### Task goal:
From the line with "For the benchmark, mark every instance of the rocky headland" down to the final line of the material below, quote every line exactly and leave out all lines before it.
START Exercise inputs
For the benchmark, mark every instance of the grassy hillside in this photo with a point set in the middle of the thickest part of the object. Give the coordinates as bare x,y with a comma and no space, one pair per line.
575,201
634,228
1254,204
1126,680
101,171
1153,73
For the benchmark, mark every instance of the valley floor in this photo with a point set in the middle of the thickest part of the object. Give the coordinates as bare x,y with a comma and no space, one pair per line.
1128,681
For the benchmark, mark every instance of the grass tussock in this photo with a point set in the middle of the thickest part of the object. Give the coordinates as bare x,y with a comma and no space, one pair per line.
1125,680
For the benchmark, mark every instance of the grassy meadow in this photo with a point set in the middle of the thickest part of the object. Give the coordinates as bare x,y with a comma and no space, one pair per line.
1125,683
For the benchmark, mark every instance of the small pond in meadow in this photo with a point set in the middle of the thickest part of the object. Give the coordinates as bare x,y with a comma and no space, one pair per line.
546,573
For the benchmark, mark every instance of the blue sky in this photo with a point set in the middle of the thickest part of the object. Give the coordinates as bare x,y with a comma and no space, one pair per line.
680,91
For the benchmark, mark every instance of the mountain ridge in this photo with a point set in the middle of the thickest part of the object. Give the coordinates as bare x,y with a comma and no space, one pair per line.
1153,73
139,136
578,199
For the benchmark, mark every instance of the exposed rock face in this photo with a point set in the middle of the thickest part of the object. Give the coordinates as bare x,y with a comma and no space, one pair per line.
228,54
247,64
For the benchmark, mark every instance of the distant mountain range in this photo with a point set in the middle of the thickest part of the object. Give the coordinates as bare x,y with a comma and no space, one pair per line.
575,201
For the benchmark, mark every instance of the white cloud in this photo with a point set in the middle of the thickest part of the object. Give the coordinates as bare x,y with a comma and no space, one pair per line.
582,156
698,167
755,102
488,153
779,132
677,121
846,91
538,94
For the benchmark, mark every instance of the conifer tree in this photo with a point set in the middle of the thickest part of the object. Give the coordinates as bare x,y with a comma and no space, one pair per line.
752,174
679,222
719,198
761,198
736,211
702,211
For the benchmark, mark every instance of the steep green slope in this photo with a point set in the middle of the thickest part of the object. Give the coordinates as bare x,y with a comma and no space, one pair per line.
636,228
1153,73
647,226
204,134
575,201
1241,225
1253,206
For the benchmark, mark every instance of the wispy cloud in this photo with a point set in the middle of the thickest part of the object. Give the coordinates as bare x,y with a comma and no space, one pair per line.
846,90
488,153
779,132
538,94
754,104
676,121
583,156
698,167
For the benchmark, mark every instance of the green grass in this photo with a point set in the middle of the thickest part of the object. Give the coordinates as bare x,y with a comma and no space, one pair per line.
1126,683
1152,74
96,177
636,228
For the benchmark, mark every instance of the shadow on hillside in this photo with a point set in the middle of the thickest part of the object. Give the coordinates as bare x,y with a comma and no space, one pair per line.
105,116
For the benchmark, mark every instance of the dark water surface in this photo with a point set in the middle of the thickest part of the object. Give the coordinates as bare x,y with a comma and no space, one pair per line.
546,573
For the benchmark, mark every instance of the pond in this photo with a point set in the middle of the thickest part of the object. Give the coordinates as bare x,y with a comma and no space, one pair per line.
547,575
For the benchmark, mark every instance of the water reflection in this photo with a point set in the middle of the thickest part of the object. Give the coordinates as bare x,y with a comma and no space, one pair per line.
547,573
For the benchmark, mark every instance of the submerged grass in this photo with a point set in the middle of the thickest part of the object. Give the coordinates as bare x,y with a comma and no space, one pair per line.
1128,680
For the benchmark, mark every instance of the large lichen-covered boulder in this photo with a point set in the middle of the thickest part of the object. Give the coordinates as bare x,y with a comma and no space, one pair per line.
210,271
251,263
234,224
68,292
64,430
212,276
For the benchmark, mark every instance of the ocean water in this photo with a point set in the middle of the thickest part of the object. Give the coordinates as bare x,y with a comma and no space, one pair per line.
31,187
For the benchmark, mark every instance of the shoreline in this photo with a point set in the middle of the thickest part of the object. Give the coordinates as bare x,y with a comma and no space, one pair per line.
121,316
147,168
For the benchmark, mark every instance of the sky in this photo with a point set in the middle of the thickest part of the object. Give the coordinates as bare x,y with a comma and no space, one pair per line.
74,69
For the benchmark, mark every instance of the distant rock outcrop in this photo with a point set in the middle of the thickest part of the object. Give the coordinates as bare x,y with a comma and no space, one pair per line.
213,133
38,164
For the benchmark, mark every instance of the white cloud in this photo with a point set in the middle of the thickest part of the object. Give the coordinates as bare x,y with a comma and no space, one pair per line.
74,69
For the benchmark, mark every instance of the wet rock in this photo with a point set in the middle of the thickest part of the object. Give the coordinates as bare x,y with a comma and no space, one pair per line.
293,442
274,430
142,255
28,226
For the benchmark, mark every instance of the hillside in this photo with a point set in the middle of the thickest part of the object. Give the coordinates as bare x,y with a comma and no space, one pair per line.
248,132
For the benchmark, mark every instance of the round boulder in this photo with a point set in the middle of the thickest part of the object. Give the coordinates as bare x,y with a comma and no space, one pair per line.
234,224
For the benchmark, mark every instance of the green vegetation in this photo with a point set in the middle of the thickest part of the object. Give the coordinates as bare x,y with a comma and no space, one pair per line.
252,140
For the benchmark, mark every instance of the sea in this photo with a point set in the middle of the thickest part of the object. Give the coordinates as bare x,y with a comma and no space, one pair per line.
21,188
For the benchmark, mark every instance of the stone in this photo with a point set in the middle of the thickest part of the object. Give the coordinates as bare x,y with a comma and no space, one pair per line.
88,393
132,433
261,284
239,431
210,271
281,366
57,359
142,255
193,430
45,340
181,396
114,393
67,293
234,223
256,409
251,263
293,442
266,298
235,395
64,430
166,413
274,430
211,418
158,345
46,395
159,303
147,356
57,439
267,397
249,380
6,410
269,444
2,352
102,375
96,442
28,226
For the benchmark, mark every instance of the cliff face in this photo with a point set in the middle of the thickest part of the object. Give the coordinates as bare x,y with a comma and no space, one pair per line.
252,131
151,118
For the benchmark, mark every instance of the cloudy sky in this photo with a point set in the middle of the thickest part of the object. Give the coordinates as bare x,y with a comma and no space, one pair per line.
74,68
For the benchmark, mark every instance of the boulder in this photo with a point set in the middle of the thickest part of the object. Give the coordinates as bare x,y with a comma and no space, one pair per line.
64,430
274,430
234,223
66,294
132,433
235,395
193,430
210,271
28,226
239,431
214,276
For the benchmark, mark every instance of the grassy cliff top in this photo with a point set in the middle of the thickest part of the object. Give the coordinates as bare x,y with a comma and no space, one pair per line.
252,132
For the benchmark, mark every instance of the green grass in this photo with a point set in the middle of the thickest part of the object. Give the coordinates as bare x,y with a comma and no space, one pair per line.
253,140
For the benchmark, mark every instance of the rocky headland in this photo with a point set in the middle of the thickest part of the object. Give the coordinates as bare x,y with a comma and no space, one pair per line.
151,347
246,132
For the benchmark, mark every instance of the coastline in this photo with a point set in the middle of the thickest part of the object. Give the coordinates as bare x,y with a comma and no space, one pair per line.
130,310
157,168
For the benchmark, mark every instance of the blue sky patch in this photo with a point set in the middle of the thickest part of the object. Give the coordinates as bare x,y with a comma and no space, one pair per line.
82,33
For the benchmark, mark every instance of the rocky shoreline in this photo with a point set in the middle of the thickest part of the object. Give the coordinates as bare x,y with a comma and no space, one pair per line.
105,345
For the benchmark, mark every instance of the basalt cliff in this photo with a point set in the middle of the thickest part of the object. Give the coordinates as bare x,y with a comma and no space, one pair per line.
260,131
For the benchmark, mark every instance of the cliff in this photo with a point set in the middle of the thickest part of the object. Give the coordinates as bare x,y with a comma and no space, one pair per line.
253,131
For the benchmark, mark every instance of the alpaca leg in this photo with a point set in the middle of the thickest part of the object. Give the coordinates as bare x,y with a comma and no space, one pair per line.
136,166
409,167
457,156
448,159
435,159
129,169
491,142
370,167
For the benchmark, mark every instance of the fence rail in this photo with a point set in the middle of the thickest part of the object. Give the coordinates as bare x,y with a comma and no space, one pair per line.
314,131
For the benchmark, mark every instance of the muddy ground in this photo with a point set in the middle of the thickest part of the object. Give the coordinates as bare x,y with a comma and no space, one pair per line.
END Exercise inputs
### Task result:
For the benchmark, mark every instance of the rocky headland in this photo with a point set in the middle of the thickest part of the object. Give the coordinates as bare x,y with a comma and no space, one pair per line.
151,347
246,132
For the benchmark, mark every instance of the coastline in this photo with a point set in the middle of the thickest part of the object. Give the coordinates as bare x,y with a comma and no space, one pair per line.
130,310
157,168
For the benchmark, mark every instance of the blue sky patch in this photo with a point set in the middle of the thickest part of the object. Give the coordinates as bare x,y with a comma and no space, one pair per line.
82,33
For the benchmark, mark every instance of the rocky shoreline in this photo with a point set in the middle of the thickest part of the object. Give the coordinates as bare x,y with a comma and no space, one pair per line.
105,345
For the benchmark, mark every instance of the basalt cliff in this photo with a point set in the middle of the thickest part of the object. Give the coordinates as bare x,y with a comma and no space, one pair per line.
260,131
For the benchmark, mark every instance of the cliff in this photo with a point set in the middle of the thickest part of the object. Give the coordinates as bare x,y with a comma and no space, one pair per line.
253,131
For the benchmark, mark every instance of the alpaca leg in this photo with a point set in the middle of the thickest part of the object. Give the coordinates as bare x,y with a comma and no space, one pair per line.
136,166
409,167
457,156
448,159
435,159
129,169
491,142
370,167
For the benchmark, mark every instance of the fence rail in this photo with a point set in the middle of the thickest part of the object. Give the coordinates as bare x,y with a comma and no space, one pair per line.
314,131
For the benchmark, mark every instance of the muddy ground in this photo with a point set in the middle of the thickest part of the object. Give the coordinates as bare x,y with a comma and no space, one pair per line.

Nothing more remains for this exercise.